### EXTRACT:

Machine Learning Without a PhD?

Machine Learning Without a PhD?


I am fascinated by Machine Learning (ML). Technology and Computer Science has evolved to where ML models can be used to improve human life. Cancer cells can be identified by ML models more accurately than by human scientists. Health care companies can use ML to predict disease in patients based on the history of similar patients in order to act early. 

My day job is to understand advances in technology and to help my customers apply the correct technologies to support digital business models. I find that I am most helpful when I can get first-hand, hands-on knowledge of these advances in technology. I am a "keyboard guy". What I am not, is a trained data scientist. This post is written from a non-data scientist perspective.


My path toward understanding Machine Learning led me to three hands-on methods:
  1. Traditional: Python Programming + Understanding of Neural Networks
  2. Uber Ludwig: No Programming + Understanding of Neural Networks + Config Files
  3. Google AutoML: No Programming + No Understanding of Neural Networks

I used the same use case in each instance - build a model that could recognize photos of chickens and then see how confident the model was as recognizing a photo of me with one of our six chickens, Zaja.

### GIVEN ENTRIES:
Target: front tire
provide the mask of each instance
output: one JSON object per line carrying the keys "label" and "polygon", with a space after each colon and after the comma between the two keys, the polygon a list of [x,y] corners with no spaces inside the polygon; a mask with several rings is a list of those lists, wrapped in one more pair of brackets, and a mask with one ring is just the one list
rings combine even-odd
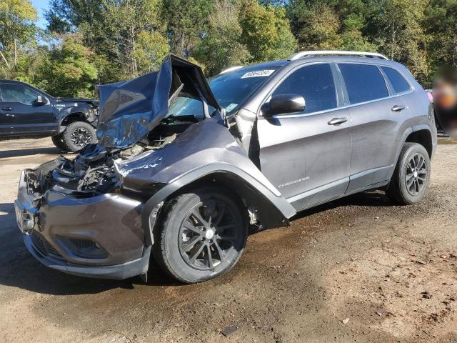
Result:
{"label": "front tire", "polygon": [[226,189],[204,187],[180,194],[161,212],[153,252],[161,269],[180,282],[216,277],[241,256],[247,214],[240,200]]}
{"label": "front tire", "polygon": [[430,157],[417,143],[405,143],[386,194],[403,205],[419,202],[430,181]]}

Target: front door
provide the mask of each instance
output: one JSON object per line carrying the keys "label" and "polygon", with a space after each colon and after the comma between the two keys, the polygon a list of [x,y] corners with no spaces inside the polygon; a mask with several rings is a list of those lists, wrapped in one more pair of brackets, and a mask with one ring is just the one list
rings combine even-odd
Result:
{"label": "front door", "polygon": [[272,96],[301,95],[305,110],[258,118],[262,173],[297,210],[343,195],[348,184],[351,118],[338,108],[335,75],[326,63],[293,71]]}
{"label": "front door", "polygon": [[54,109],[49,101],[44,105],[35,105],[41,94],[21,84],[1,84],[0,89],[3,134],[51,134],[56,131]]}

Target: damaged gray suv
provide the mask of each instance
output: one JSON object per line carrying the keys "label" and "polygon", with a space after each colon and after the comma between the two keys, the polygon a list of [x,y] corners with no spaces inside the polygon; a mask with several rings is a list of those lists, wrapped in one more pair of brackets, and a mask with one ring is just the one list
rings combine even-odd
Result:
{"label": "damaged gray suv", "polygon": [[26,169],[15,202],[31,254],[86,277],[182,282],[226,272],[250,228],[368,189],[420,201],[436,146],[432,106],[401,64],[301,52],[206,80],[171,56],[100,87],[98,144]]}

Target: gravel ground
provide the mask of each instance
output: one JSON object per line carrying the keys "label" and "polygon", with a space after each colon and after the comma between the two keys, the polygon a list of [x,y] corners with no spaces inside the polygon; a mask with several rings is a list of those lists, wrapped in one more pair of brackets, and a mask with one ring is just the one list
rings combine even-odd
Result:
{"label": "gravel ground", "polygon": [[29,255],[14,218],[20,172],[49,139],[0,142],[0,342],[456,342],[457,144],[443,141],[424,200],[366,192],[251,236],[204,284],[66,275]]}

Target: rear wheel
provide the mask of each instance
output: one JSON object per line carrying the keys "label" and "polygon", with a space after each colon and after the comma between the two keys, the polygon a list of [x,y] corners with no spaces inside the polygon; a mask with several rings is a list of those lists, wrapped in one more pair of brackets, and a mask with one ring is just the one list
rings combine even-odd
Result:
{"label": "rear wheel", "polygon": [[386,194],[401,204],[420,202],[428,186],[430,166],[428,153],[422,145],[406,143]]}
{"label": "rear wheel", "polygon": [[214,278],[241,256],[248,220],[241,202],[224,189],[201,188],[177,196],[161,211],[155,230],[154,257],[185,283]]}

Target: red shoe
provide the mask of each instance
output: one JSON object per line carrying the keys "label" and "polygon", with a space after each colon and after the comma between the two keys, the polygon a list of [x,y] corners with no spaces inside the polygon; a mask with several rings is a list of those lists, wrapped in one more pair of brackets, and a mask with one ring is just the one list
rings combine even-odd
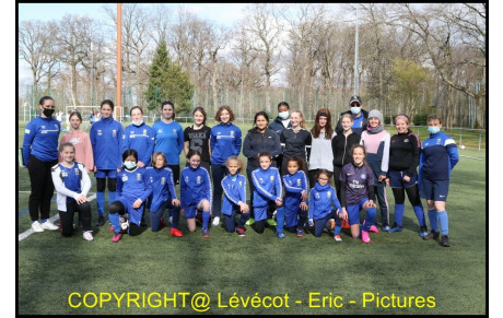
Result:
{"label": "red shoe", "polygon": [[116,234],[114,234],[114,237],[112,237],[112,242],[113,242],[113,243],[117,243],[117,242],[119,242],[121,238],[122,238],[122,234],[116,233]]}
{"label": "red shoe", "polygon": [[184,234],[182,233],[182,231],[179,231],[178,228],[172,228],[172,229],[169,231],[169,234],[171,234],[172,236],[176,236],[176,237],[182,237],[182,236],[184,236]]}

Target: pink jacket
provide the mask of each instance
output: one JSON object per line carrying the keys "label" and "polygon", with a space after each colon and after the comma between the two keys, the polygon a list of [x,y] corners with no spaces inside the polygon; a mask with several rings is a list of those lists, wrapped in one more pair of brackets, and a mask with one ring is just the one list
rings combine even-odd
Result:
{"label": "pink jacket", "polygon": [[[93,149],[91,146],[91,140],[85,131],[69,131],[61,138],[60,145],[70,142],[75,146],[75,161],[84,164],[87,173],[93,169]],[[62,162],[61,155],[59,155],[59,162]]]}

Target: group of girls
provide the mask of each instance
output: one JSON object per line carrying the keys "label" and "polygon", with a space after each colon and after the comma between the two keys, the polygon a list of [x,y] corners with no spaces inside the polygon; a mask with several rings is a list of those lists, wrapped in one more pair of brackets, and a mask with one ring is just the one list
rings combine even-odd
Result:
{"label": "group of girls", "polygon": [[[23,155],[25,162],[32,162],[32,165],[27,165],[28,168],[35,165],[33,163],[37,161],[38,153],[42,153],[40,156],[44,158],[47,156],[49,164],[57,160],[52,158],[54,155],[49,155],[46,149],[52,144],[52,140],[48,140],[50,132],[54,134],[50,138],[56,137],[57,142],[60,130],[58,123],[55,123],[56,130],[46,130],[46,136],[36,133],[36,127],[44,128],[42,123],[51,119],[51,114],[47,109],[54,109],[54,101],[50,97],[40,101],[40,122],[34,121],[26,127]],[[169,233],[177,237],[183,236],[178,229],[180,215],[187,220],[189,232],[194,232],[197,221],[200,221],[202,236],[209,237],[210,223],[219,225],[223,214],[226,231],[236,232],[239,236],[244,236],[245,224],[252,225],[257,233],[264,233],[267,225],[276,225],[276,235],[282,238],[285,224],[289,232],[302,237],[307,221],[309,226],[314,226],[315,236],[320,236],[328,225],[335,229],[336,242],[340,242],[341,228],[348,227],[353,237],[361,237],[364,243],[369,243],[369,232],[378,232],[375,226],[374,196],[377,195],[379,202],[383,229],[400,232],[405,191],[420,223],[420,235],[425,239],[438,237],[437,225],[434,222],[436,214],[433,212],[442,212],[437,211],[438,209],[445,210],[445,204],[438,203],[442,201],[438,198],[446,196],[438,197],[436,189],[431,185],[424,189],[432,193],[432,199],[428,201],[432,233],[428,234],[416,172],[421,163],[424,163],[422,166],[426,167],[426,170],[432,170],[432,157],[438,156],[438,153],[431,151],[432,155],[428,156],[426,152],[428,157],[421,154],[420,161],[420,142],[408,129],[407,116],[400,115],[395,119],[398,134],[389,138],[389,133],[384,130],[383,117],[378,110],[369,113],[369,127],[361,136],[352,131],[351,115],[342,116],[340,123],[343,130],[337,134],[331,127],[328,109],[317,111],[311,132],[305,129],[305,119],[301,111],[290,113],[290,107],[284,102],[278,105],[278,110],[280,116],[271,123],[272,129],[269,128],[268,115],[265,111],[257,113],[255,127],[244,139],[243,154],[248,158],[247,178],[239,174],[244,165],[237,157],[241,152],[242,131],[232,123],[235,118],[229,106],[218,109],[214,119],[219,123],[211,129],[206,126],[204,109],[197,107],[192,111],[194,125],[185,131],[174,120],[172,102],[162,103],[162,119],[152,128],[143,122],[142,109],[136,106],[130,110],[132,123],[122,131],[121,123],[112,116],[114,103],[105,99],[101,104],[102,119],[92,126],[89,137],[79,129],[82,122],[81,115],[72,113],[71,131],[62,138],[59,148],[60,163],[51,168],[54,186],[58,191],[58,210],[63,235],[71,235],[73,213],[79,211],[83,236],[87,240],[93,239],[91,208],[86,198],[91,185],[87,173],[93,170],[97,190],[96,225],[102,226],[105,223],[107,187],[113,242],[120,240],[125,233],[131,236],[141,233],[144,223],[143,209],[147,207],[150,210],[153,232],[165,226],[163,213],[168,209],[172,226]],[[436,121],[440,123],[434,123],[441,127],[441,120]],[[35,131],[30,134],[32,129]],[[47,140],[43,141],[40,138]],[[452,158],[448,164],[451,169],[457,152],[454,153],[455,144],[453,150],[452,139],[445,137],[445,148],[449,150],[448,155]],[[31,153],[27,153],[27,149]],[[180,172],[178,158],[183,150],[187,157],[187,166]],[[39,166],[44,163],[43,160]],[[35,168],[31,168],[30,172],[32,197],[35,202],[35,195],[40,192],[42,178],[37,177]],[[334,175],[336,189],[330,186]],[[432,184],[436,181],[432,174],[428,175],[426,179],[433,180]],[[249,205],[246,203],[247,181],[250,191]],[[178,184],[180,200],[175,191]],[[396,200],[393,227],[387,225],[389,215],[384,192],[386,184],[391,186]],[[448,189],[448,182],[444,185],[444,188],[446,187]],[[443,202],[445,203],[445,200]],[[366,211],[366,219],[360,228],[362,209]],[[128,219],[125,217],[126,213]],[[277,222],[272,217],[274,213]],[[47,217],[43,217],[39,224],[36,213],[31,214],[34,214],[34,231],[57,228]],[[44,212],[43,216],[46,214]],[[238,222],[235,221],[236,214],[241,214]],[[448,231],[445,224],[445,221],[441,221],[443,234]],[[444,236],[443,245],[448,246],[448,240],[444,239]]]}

### PROBLEM DETAILS:
Name every hands-on method for learning machine learning that the machine learning post gives, with the description attached to each. Work only from the machine learning post and disregard the entries.

### WRITTEN ANSWER:
1. Traditional: Python Programming + Understanding of Neural Networks
2. Uber Ludwig: No Programming + Understanding of Neural Networks + Config Files
3. Google AutoML: No Programming + No Understanding of Neural Networks